Each line below is to be written out in full, exactly as shown.

--- RECORDS SHOWN ---

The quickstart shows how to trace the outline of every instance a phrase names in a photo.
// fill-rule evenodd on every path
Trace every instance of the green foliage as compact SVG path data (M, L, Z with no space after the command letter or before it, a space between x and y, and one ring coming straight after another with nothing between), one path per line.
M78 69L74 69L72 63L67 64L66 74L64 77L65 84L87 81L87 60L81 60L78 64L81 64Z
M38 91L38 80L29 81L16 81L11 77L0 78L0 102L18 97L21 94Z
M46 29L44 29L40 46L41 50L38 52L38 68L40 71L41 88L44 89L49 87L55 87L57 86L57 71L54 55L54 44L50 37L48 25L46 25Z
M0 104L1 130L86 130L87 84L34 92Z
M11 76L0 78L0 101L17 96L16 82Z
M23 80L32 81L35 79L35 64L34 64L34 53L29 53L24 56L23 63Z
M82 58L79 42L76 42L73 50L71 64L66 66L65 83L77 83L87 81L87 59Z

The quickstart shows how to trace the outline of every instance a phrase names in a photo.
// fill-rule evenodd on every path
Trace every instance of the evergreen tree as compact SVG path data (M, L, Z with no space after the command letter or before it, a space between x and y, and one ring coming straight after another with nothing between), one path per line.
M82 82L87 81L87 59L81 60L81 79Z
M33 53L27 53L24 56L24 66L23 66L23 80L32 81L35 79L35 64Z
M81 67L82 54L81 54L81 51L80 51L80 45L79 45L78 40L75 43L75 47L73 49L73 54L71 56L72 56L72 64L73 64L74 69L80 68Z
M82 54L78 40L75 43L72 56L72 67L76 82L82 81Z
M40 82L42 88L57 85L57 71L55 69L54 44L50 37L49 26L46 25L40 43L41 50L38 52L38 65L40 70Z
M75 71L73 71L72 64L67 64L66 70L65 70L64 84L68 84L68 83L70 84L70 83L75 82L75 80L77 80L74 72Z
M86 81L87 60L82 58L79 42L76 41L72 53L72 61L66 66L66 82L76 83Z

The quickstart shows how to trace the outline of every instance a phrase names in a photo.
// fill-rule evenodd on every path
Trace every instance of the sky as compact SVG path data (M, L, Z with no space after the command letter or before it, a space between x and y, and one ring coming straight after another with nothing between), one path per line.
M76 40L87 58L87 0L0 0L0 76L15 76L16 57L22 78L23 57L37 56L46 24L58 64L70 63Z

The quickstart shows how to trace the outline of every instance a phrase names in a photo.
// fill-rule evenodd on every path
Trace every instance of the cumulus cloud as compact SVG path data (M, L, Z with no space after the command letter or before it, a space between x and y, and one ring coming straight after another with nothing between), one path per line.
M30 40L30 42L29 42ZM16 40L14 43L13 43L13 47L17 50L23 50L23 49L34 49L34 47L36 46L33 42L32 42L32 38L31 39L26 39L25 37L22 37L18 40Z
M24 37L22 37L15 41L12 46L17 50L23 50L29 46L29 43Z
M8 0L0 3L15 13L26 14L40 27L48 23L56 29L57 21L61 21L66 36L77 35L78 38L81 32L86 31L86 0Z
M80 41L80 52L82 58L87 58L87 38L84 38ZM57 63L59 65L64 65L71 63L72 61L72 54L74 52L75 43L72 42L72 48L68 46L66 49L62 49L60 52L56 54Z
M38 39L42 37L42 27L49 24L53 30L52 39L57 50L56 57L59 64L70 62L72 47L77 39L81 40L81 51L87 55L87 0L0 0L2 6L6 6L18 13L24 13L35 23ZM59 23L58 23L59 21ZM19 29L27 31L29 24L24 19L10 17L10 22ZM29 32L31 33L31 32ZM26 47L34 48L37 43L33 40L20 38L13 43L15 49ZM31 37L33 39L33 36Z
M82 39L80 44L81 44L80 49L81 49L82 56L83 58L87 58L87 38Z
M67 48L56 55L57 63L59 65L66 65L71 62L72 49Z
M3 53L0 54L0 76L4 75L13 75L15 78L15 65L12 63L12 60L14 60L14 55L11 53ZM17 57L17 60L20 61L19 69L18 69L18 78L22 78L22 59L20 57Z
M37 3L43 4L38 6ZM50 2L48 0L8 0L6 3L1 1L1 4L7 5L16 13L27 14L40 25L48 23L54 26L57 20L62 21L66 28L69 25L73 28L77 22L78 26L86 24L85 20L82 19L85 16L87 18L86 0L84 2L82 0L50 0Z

---

SOLUTION:
The quickstart shows how to trace the outline of every instance a phrase names in a photo.
// fill-rule evenodd on every path
Trace every instance of the green foliage as compact SVG path data (M, L, Z with no space after the command letter or before it, a space between x and y, and one ring coming straight after another with nothing between), one path per line.
M78 69L74 69L72 63L67 64L66 74L64 77L65 84L87 81L87 60L81 60L78 64L81 64Z
M38 91L38 80L29 81L16 81L11 77L0 78L0 102L18 97L21 94Z
M46 29L44 29L40 46L41 50L38 52L38 68L40 71L41 88L44 89L49 87L55 87L57 86L57 71L54 55L54 44L50 37L48 25L46 25Z
M0 104L1 130L86 130L87 84L34 92Z
M11 76L0 78L0 101L17 96L16 82Z
M23 80L32 81L35 79L35 64L34 64L34 53L29 53L24 56L23 63Z
M82 58L79 42L76 42L73 50L71 64L66 66L65 83L77 83L87 81L87 59Z

The quickstart shows how to trace the outline of every instance a phrase names in a photo.
// fill-rule evenodd on every path
Trace every instance of the evergreen tree as compact SVG path data (M, L, Z with no space after the command letter or before it, a space between x and y, and one ring coming straight after another with nothing between), one path per line.
M82 82L87 81L87 59L81 60L81 79Z
M33 53L27 53L24 56L24 66L23 66L23 80L32 81L35 79L35 64Z
M81 67L82 54L81 54L81 51L80 51L80 45L79 45L78 40L75 43L75 47L73 49L73 54L71 56L72 56L72 64L73 64L74 69L80 68Z
M82 54L78 40L75 43L72 56L72 67L76 82L82 81Z
M40 82L42 88L57 85L57 71L55 69L54 44L50 37L49 26L46 25L40 43L41 50L38 52L38 65L40 70Z
M75 71L73 71L72 64L67 64L66 70L65 70L64 84L68 84L68 83L70 84L70 83L75 82L75 80L77 80L74 72Z
M86 81L87 60L82 58L79 42L76 41L72 53L72 61L66 66L66 82L76 83Z

The quickstart shows how to trace the outline of every instance a phrase names in a photo.
// fill-rule evenodd on every path
Trace every instance of the sky as compact SVG path data (M, L, Z with no space after the command letter or before it, a space between x and y, and one ring coming straight after another with nothing between), one path per line.
M76 40L87 58L87 0L0 0L0 76L15 76L16 57L22 78L23 57L37 56L46 24L58 64L70 63Z

The quickstart shows how to trace the outline of every instance a phrase names in a photo.
// fill-rule evenodd on every path
Trace every instance of the cumulus cloud as compact SVG path data (M, L, Z with no space after the command letter or before it, a space between x and y, and one ring coming straight after another with nothing between), one path per line.
M30 40L30 42L29 42ZM16 40L14 43L13 43L13 47L17 50L23 50L23 49L34 49L34 47L36 46L33 42L32 42L32 38L31 39L26 39L25 37L22 37L18 40Z
M24 37L22 37L15 41L12 46L17 50L23 50L29 46L29 43Z
M8 0L0 3L15 13L26 14L40 27L48 23L56 29L57 21L61 21L66 36L77 35L78 38L81 32L86 31L86 0Z
M80 41L80 52L82 58L87 58L87 38L84 38ZM57 63L59 65L64 65L71 63L72 61L72 54L74 52L75 43L72 42L72 48L68 46L66 49L62 49L60 52L56 54Z
M38 39L42 37L42 27L49 24L53 30L52 39L57 50L56 57L59 64L70 62L72 47L77 39L81 40L81 51L87 55L87 0L0 0L2 6L6 6L18 13L24 13L35 23ZM59 23L58 23L59 21ZM19 29L27 31L29 24L24 19L10 17L10 22ZM29 32L31 33L31 32ZM26 47L34 48L37 43L33 40L20 38L13 43L15 49ZM31 37L33 39L33 36Z
M82 39L80 44L81 44L80 49L81 49L82 56L83 58L87 58L87 38Z
M67 48L56 55L57 63L59 65L66 65L71 62L72 49Z
M3 53L0 54L0 76L4 75L13 75L15 78L15 65L12 63L12 60L14 60L14 55L11 53ZM17 57L17 60L20 61L19 69L18 69L18 78L22 78L22 59L20 57Z
M37 3L43 4L38 6ZM50 2L48 0L8 0L6 3L1 1L1 4L7 5L16 13L27 14L40 25L48 23L54 26L57 20L62 21L66 28L69 25L73 28L77 22L78 26L86 24L85 20L82 19L85 16L87 18L86 0L84 2L82 0L50 0Z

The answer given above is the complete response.